:: Problem ::
Your answer should be the records below, written out exactly.

Point-per-instance localization data:
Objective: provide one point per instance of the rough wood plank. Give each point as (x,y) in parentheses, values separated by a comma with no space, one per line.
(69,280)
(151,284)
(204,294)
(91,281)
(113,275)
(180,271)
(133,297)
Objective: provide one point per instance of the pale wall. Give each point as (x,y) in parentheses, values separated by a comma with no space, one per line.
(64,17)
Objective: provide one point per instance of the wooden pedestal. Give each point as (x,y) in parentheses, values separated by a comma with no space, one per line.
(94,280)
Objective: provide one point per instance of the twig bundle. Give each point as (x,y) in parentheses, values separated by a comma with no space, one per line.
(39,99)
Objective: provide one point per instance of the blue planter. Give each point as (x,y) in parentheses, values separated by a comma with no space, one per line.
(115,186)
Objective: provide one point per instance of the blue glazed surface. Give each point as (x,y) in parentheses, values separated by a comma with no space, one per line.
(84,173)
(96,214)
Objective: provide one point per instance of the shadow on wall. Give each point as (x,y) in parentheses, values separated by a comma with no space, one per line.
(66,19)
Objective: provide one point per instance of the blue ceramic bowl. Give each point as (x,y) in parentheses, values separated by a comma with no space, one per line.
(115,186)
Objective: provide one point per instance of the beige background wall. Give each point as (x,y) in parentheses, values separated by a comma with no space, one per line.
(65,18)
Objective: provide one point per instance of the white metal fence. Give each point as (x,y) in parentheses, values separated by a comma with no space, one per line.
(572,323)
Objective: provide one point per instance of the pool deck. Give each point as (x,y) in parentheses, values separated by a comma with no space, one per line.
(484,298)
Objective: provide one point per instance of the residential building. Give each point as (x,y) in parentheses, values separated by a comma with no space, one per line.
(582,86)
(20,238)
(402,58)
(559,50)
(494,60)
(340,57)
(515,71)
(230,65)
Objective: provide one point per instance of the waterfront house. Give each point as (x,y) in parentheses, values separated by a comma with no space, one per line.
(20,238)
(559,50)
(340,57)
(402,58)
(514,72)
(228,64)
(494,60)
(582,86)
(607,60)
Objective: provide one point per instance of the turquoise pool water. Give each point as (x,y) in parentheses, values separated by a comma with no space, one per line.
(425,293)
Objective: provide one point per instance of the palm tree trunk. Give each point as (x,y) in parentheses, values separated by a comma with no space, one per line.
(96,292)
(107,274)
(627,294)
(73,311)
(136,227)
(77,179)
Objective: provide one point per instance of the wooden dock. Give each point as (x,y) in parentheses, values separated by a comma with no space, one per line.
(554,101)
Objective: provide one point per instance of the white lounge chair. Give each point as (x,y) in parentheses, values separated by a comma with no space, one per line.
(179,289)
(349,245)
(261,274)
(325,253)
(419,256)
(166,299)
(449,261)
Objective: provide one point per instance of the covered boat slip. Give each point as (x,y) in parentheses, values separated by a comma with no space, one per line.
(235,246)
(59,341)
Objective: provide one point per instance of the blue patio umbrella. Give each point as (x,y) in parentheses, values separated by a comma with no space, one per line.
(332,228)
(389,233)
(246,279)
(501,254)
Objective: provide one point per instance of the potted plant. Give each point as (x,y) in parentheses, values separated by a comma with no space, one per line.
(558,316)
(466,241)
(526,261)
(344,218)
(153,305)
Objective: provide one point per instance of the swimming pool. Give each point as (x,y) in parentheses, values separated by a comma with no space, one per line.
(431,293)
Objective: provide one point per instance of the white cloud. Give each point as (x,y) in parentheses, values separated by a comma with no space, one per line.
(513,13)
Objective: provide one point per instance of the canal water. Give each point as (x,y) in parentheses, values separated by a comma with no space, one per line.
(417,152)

:: Exercise output ::
Objective: provide one point per instance of the rough wood plank. Give each point as (x,y) in parentheses, values separated by a comma with no space, one per line.
(69,280)
(151,284)
(204,294)
(91,281)
(113,275)
(180,271)
(133,297)
Objective: provide one point per instance of the pale wall. Give each point as (x,y) in parentheses, values separated by a comma with no space, one per line.
(64,17)
Objective: provide one point per instance of the wooden pedestal. Give each point as (x,y) in parentheses, values separated by a comma with no space, one per line.
(94,280)
Objective: provide one point per instance of the twig bundle. Give each point as (x,y) in parentheses, values separated by a comma with no space, one per line.
(39,99)
Objective: provide one point per instance of the blue planter. Give each point as (x,y) in parentheses, values separated by a comma with no space, one per line.
(115,186)
Objective: provide one point per instance of the blue glazed surface. Give each point as (x,y) in parentheses, values separated by a comma with no space, one per line.
(84,173)
(96,214)
Objective: provide one point per instance of the shadow on wall. Give each point as (x,y) in parentheses, values separated by a comma with no space, one per line.
(66,19)
Objective: provide one point per instance of the blue ceramic bowl. Give each point as (x,y) in parentheses, values separated by a comma with no space, one per line.
(115,186)
Objective: provide one point per instance of the beige background wall. Give each point as (x,y) in parentheses, values separated by a comma with no space, one per line.
(65,18)
Objective: provide one point per instance of the white metal fence. Give each point as (x,y) in parentheses, values separated by a comma with no space, one per line.
(572,323)
Objective: provide one point per instance of the pool deck. Give each point as (x,y) in parentheses, values separated by a comma with no space, one per line.
(484,298)
Objective: provide one point per instance of the residential building. Give each point as (x,y) in parentheses, values separated by a comma with no space, one per line.
(582,86)
(20,238)
(402,58)
(559,50)
(494,60)
(340,57)
(515,71)
(230,65)
Objective: provide one point per instance of the waterfront house. Give each point as (x,y) in parentheses, values separated by a comma with no space, one per line.
(20,238)
(559,50)
(340,57)
(402,58)
(514,72)
(228,64)
(494,60)
(582,86)
(607,60)
Objective: provide one point per instance of the turquoise pool water. Give each point as (x,y) in parentheses, values separated by a comma with no space, one per line.
(425,293)
Objective: provide one point per instance of the palm tree trunk. Give each point as (x,y) in parentheses, values separated by a comma with no space, one per line.
(96,292)
(107,274)
(627,294)
(73,311)
(136,227)
(77,179)
Objective: provide one point per instance of the wooden dock. Give each point as (x,y) in parentheses, values separated by a comma with no space, one per line.
(554,101)
Objective: provide one point per instance of the white lounge chair. Give each point as (x,y) in parentheses, values separated by a comma with no space, one per line.
(179,289)
(349,245)
(261,274)
(325,253)
(419,256)
(166,299)
(449,261)
Objective: provide one point per instance of the covered boat slip. Give each point as (x,y) in parentheses, values separated by a comma with no space, one per line.
(235,246)
(59,341)
Objective: provide one point per instance of the blue patio umbrella. Give each point as (x,y) in parentheses, values separated by a comma with no space, one per line.
(332,228)
(389,233)
(246,279)
(501,254)
Objective: provide one point per instance of the potted plant. Give each point as (x,y) in parentheses, values separated by a comma with no space, one per line.
(558,316)
(466,241)
(526,261)
(344,218)
(153,305)
Objective: provide one point per instance of the swimming pool. Give each point as (x,y) in parentheses, values separated by a comma with no space, one per line.
(431,293)
Objective: provide one point per instance of the white cloud. Give each point as (x,y) in parentheses, values separated by a comma with no space, one per line.
(513,13)
Objective: provide one point per instance of the canal water. Give each point as (x,y) in parentheses, values separated by a comma with no space, one per line.
(417,152)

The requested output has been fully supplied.